Given exercise
How many lines of the records below contain the string "rectangular", matching case? Reply with the number alone.

Source material
#####

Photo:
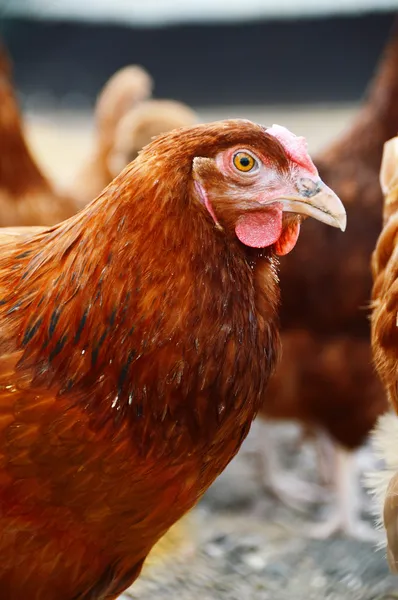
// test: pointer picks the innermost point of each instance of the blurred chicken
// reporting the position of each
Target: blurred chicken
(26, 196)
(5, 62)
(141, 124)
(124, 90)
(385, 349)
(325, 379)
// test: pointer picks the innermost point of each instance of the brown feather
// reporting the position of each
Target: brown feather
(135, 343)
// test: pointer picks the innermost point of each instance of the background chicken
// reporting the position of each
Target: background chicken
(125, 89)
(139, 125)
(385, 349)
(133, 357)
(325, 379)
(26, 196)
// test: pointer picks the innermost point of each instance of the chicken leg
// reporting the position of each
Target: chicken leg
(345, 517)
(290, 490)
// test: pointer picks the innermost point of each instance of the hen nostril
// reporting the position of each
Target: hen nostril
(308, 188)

#####

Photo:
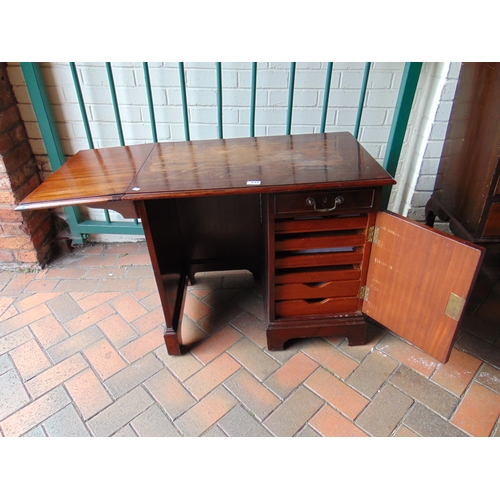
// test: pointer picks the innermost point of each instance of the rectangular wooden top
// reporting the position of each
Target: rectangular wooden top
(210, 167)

#####

Exercise response
2